- Input records
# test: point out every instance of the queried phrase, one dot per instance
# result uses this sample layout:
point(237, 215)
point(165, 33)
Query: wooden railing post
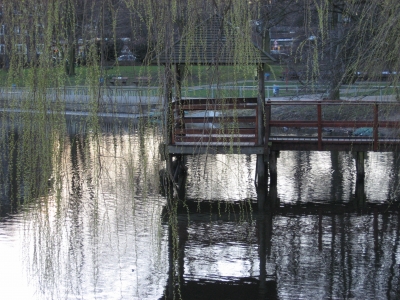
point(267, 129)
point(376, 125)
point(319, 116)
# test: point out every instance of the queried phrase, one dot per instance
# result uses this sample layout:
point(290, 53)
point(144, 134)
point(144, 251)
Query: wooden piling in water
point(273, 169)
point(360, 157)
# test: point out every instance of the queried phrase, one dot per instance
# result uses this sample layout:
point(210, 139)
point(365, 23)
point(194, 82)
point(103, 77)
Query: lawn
==
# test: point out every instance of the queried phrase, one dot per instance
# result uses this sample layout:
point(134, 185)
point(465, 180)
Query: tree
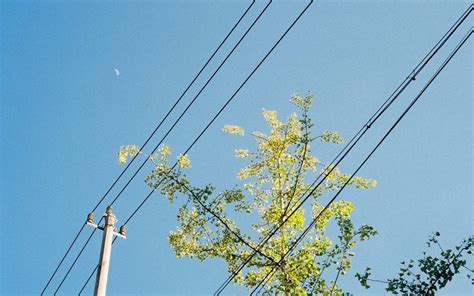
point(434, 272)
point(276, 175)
==
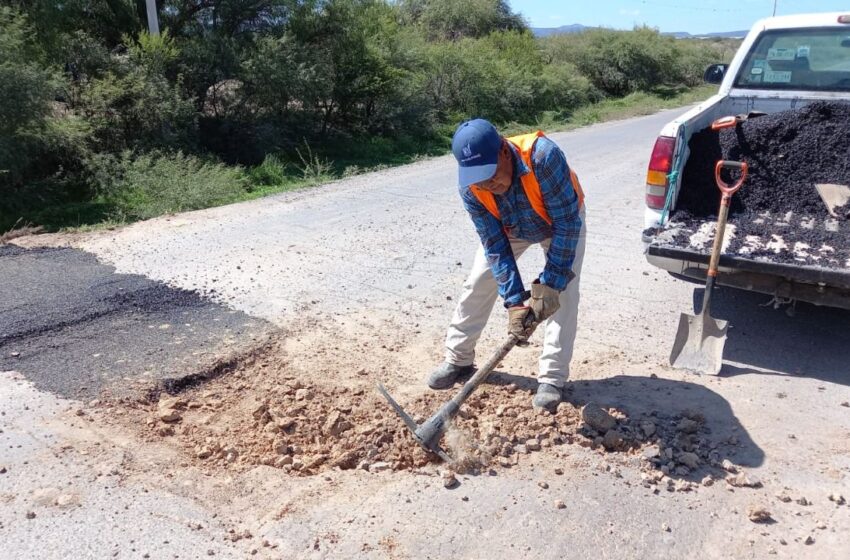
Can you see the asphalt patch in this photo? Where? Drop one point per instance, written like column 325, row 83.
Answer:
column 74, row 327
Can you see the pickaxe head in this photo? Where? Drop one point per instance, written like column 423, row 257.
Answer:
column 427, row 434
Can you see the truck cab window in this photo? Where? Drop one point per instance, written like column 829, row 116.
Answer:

- Set task
Return every line of the entries above that contains the word "wooden".

- Answer to this exercise
Query: wooden railing post
Query: wooden piling in water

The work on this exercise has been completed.